Description of the task:
Look through the material below and give the number of lines where the string "diamond" occurs, with nothing added.

[[ Records for this exercise open ]]

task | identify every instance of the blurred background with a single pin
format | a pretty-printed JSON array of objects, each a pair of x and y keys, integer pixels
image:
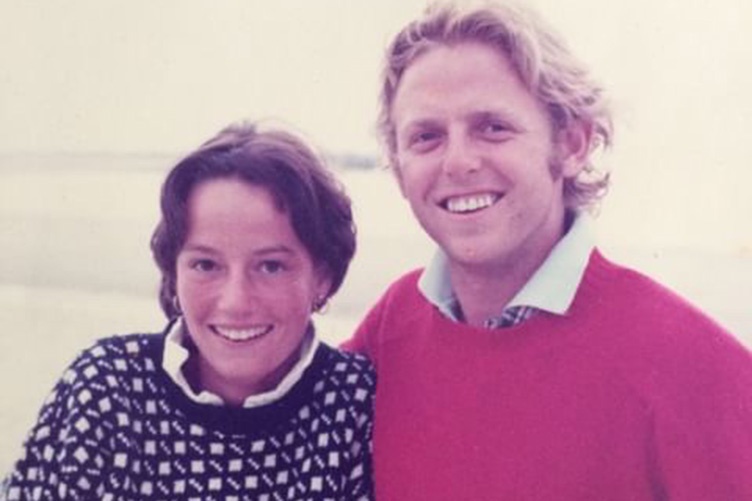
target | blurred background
[{"x": 99, "y": 99}]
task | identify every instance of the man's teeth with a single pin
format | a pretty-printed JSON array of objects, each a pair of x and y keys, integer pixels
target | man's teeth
[
  {"x": 470, "y": 203},
  {"x": 242, "y": 334}
]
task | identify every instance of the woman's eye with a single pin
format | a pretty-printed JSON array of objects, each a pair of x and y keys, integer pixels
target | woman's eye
[{"x": 271, "y": 267}]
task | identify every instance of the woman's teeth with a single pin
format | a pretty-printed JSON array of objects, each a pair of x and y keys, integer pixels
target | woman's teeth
[
  {"x": 242, "y": 334},
  {"x": 470, "y": 203}
]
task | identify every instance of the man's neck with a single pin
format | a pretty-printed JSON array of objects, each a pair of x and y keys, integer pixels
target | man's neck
[{"x": 483, "y": 290}]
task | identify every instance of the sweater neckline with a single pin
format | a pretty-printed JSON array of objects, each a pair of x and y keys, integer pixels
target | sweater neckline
[{"x": 250, "y": 421}]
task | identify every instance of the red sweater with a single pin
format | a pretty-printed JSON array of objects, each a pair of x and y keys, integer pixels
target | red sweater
[{"x": 633, "y": 395}]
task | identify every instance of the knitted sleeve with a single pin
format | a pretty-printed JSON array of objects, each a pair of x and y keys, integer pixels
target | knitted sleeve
[
  {"x": 360, "y": 476},
  {"x": 66, "y": 453}
]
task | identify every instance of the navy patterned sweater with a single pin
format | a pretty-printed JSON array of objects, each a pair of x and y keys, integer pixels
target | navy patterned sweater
[{"x": 116, "y": 427}]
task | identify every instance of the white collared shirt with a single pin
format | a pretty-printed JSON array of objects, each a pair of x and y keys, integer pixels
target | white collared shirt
[
  {"x": 551, "y": 288},
  {"x": 176, "y": 355}
]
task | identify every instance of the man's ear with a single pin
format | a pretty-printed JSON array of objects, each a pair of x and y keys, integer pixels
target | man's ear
[
  {"x": 573, "y": 146},
  {"x": 397, "y": 171}
]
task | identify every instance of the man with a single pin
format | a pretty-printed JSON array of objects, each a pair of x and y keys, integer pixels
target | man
[{"x": 521, "y": 364}]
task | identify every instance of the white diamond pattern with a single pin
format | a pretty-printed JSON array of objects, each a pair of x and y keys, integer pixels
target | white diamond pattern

[[ Records for this exercise closed ]]

Task output:
2